═════ Listed records

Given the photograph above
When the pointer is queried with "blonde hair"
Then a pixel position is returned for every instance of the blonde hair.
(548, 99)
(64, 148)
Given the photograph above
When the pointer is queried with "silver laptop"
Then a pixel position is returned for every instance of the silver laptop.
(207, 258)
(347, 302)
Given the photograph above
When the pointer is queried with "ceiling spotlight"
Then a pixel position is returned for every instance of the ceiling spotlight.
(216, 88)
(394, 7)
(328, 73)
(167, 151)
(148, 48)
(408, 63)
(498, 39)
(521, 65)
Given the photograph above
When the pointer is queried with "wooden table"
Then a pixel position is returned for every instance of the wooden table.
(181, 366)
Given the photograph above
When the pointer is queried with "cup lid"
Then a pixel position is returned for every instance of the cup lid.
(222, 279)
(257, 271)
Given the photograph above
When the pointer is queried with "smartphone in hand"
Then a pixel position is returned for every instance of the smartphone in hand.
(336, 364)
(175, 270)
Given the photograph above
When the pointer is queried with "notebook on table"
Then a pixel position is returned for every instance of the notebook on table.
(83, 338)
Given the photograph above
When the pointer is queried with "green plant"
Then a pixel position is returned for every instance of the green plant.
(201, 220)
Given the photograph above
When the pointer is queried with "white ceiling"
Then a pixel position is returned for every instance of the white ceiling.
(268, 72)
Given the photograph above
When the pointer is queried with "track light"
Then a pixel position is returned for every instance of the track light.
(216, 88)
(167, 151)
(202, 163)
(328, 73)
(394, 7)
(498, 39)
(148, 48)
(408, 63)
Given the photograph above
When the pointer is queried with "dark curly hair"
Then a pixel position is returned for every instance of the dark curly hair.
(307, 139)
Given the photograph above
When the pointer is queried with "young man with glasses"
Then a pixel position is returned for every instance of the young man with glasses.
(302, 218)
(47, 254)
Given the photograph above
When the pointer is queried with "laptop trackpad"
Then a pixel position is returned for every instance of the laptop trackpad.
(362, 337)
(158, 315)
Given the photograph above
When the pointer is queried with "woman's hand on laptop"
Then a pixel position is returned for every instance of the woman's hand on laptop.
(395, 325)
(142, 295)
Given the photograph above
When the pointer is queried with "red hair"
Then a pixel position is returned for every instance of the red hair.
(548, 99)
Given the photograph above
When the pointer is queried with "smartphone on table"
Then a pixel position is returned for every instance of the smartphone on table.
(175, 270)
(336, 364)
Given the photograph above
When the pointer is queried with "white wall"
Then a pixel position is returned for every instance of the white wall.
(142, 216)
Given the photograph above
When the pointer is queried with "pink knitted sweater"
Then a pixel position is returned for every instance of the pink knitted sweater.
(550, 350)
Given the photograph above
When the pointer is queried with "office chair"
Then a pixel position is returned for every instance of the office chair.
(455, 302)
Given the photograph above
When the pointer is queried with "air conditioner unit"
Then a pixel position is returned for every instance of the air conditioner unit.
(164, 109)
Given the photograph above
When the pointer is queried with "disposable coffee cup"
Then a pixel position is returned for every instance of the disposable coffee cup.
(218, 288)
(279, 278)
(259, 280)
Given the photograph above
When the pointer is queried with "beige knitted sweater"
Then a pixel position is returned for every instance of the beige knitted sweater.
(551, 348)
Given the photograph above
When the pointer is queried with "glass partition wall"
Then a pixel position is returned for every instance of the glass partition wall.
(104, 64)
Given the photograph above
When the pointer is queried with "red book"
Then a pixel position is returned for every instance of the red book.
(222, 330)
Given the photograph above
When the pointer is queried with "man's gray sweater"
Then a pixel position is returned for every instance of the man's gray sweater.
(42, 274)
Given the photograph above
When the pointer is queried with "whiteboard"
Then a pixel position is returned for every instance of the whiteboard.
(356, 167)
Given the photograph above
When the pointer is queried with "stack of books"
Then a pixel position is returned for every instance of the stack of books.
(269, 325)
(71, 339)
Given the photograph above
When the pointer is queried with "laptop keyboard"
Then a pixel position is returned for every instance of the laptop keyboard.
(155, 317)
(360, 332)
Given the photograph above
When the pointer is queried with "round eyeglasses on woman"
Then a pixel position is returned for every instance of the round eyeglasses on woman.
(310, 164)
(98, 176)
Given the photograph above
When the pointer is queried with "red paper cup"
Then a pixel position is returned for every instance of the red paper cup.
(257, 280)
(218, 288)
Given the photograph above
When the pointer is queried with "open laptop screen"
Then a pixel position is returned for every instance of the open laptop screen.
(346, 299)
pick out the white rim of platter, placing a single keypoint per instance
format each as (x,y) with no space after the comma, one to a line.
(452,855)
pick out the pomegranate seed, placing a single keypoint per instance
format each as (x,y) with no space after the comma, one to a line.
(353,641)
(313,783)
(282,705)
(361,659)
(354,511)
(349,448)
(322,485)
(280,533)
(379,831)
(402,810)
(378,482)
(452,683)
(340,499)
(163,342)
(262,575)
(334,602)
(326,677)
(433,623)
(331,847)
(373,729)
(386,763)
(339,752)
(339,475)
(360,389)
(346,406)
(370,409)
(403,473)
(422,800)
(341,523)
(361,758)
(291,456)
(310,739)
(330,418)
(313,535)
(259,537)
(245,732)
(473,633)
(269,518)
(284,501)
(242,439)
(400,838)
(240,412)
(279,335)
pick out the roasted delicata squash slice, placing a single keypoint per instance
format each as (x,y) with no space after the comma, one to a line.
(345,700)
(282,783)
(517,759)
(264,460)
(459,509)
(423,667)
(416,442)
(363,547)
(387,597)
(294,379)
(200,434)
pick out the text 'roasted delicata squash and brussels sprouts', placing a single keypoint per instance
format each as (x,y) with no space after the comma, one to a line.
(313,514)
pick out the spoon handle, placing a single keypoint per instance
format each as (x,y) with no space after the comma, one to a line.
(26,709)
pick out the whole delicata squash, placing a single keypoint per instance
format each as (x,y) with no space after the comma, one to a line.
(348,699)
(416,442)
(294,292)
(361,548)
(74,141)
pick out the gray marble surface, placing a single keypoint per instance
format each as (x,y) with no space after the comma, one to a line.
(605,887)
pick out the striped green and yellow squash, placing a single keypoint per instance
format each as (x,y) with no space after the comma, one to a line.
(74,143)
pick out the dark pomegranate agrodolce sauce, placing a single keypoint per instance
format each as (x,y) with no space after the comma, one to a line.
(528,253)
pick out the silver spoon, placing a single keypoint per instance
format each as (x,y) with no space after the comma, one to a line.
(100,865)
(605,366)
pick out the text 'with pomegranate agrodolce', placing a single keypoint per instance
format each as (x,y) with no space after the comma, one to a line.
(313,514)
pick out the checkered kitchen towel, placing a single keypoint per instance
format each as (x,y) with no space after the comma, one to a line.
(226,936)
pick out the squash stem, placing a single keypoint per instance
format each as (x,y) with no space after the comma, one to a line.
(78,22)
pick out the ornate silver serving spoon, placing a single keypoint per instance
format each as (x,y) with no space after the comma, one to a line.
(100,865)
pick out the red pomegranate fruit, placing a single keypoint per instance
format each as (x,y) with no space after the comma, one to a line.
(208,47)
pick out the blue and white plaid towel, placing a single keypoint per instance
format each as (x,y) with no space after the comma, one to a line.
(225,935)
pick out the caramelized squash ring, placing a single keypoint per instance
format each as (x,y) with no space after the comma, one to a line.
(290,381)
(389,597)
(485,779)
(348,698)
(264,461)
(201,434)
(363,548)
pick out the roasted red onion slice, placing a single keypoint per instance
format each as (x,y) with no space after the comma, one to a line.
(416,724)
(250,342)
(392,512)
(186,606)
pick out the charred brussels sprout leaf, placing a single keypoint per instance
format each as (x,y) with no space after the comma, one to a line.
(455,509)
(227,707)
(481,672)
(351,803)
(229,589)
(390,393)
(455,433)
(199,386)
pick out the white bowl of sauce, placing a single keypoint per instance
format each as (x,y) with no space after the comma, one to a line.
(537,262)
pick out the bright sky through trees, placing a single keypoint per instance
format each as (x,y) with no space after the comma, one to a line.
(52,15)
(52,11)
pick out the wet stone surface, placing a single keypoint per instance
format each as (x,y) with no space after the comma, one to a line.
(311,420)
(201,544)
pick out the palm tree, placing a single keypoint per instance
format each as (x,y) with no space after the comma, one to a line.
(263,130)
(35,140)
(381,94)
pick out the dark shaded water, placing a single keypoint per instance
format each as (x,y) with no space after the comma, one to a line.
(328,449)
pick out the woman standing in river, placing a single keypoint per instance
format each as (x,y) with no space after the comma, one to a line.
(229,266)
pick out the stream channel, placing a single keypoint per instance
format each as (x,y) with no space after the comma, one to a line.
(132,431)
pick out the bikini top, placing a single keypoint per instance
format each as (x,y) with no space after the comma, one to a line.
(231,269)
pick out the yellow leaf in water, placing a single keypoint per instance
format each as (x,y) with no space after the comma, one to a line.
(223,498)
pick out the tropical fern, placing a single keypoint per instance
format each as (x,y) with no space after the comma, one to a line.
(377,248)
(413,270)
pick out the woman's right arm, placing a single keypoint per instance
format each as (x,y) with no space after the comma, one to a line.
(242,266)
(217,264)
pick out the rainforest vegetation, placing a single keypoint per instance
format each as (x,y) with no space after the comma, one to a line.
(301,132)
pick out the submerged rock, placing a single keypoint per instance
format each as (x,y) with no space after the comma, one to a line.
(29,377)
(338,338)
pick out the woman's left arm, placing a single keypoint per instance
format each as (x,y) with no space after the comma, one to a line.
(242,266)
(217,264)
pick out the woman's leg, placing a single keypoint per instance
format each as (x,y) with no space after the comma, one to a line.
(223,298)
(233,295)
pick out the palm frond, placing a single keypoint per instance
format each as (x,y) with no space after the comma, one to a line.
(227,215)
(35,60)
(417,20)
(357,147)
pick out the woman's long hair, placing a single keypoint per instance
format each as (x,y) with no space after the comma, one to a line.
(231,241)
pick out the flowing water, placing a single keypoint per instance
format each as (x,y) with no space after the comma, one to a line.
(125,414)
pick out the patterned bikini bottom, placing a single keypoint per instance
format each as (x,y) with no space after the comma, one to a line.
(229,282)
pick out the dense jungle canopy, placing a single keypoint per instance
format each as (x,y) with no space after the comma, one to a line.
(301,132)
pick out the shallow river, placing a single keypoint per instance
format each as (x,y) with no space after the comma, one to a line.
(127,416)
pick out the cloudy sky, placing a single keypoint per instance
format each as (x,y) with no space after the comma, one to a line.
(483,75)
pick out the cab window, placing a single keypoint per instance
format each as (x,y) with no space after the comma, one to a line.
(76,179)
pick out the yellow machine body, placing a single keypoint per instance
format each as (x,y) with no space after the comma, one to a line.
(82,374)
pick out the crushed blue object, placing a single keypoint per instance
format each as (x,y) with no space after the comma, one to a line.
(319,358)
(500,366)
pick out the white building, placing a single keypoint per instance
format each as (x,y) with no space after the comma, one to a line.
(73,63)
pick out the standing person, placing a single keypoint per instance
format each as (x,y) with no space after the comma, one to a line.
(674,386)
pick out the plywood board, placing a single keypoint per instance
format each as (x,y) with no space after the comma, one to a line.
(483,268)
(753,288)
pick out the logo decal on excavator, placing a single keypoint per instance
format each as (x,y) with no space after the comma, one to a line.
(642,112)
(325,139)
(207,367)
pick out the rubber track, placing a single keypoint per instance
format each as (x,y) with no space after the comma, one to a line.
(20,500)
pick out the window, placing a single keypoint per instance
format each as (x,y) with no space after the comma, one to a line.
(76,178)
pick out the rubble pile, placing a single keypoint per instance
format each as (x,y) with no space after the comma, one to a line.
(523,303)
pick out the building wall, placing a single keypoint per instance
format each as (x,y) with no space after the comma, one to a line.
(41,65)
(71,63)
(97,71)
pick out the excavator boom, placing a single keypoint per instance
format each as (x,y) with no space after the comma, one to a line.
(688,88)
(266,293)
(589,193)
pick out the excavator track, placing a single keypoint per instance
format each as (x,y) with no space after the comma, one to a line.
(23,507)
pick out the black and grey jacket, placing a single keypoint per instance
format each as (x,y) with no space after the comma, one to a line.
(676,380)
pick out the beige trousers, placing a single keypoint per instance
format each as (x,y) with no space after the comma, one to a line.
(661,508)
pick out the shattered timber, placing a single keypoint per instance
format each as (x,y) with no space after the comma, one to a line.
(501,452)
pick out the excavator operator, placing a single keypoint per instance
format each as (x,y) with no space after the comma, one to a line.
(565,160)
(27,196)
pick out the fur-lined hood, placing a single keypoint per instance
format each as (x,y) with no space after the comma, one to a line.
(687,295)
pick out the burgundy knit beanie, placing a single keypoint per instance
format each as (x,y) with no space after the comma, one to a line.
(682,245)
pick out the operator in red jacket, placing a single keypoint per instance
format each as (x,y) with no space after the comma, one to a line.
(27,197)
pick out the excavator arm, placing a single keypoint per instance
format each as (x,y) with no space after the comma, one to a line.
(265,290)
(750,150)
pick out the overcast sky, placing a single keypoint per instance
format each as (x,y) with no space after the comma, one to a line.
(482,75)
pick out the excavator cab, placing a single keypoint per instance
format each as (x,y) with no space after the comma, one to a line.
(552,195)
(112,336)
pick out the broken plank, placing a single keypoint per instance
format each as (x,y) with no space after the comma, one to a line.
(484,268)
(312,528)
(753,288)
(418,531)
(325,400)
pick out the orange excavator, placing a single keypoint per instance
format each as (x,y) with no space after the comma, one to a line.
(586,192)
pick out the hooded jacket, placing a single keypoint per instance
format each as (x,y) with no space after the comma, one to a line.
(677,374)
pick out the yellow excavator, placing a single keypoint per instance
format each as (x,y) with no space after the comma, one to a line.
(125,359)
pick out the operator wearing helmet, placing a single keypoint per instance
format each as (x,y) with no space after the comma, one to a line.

══════════

• Do this
Quote exactly the line containing "pick out the excavator arm, placing" and every later line through the end of the listing, and no other lines.

• Reply
pick out the excavator arm, placing a single keypoint per instance
format each as (x,y) with no space after the comma, one to a line.
(265,290)
(750,150)
pick out the overcast sky, placing a single keypoint per instance
format each as (x,y) with no space after the comma, one to a line.
(482,75)
pick out the excavator cab, placing a single keypoint per instance
format each as (x,y) with no space after the comma, one to a line.
(552,195)
(112,336)
pick out the broken plank, placing a single keypoint per instance
format each as (x,y) with no space after the comma, one to a line.
(484,268)
(312,528)
(753,288)
(418,531)
(325,400)
pick out the orange excavator, placing a single keypoint per instance
format each as (x,y) with no space after the comma, one to a line.
(586,192)
pick out the hooded jacket, placing a single keypoint per instance
format each as (x,y) with no space after the comma, one to a line.
(677,374)
pick out the yellow excavator, placing a single keypoint per instance
format each as (x,y) with no space after the comma, one to a line.
(125,359)
pick out the operator wearing helmet, placing a single keypoint per instance
format each as (x,y) with no space after the comma, one to a line.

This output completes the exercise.